*PROBLEM TO WORK ON*: According to the building energy text, what share of the variance do the first 10 FAMD dimensions in the figure represent?

As detailed in [5] and [20], the final energy use intensity (i.e., the energy used per m² of heated floor area) in each building was calculated using a quasi-steady-state energy demand simulation model for which the set of variables listed in Table 1 was available and which was applied to a data set containing 5400 buildings and 6594 cadastral units (see Table 2). Data variables listed in Table 1 represent our final database.

Table 1. List of variables known for each record (building) of the dataset.

Full size table

Heating system type (heating_sys) can take four values: 1. Conventional boiler of single-family-house (SFH); 2. Condensation boiler of SFH; 3. Conventional boiler of multi-family-house (MFH); 4. Condensation boiler of MFH. Window typology (window_id) can take seven values as described in Table 3, taken from [20].

Table 2. Number of buildings in the database per each building typology.

Full size table

Table 3. Window types.

Full size table

2.2 Multivariate Exploratory Data Analysis

To visually explore the characteristics of the building data set, multivariate data analysis techniques have been applied in this paper. Since the dataset contained numerical and categorical features, Factor Analysis of Mixed Data (FAMD) was applied [24, 25]. The algorithm is a compromise between Principal Component Analysis (PCA) [26] and Multiple Correspondence Analysis (MCA) [27] and is known to handle well numerical and categorical features at the same time. In FAMD, each continuous variable is standardized (i.e., centred and then divided by its standard deviation), and each categorical variable is transformed into a dummy variable and divided by the square root of the proportion of objects taking the associated category [28]. Then, a PCA is applied to the resulting features (standardized for the continuous and transformed for the categorical) [29].

In this paper, FAMD is used to reduce the dimension of data to easily visualise it and gain better insight into the data structure. Moreover, FAMD’s new dimensions are also used for clustering and compared to other variables’ combinations. Each nominal variable has J_k levels, and the sum of all the J_k equals to J. Each nominal variable is coded using four indicator variables. For example, the four levels of the variable “heating_sys” are coded as 1000; 0100; 0010 and 0001. There are I = 6594 observations. We denote X the I × J indicator matrix (i.e., a matrix whose entries are 0 or 1). The J × J table obtained as B = X^TX is called the Burt matrix associated to X.

The proportion of variances explained by the new dimensions is displayed in the scree plot shown in Fig. 2.

Only the first three dimensions have around 5% or higher of the explained variance. The remaining axes have an equal contribution of 2% of the variance. In this study, FAMD is applied to get quick insight and visualization of the dataset. However, in our case, the explained variance is too low (e.g., the first 10 dimensions plotted in the figure represent only 41% of the variance), and therefore more than just 10 dimensions were needed to perform the clustering described in the following sections. For the sake of readability, the data were projected into a 2-dimensional space formed by the Burt matrix’s first two eigenvectors. Figure 3 shows the representation of the continuous variables on the circle of correlations [25], projected on the two first dimensions of FAMD.

*INFORMATION GIVEN*:

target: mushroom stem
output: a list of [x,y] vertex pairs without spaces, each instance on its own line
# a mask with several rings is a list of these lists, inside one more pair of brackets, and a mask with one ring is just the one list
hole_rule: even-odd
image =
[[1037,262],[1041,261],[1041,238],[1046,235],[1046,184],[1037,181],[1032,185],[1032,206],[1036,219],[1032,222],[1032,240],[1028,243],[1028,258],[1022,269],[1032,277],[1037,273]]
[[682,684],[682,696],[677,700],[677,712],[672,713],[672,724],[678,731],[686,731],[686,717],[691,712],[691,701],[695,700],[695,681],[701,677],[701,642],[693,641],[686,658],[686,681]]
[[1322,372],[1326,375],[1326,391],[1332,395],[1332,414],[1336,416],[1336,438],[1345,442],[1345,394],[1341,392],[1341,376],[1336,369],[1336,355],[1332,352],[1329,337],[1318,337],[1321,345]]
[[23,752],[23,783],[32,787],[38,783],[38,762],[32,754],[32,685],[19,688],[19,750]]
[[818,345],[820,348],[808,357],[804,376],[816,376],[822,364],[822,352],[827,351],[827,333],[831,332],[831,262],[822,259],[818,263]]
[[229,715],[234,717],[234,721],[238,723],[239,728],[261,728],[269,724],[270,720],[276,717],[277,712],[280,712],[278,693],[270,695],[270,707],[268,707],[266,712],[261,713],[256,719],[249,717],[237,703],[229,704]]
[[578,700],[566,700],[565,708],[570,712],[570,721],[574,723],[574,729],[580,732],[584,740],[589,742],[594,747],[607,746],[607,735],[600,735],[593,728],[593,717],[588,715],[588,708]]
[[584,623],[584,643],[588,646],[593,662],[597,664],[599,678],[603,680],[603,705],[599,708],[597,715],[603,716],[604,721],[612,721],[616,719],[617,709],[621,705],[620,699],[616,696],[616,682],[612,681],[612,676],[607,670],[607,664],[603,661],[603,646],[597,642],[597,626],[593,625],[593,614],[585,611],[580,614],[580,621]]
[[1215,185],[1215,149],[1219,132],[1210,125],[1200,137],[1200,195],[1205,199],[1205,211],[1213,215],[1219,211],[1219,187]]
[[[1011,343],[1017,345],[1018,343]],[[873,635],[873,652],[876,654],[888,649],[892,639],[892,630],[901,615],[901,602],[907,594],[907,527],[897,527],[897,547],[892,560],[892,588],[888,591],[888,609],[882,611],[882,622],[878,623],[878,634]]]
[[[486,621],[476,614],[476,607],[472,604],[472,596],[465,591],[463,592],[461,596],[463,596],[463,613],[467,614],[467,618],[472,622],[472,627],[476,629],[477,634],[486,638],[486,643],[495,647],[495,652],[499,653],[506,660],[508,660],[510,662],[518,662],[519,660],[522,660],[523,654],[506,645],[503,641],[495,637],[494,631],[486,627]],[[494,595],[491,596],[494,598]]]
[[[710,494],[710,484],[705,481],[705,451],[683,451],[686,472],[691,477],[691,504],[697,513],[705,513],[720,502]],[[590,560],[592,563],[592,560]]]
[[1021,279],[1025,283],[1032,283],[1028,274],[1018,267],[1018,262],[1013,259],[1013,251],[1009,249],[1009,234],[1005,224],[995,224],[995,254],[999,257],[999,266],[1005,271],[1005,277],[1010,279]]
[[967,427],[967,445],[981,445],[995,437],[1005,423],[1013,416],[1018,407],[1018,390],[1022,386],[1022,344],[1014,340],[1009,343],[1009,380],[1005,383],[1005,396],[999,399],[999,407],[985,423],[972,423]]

*RESULT*: 41% of the variance.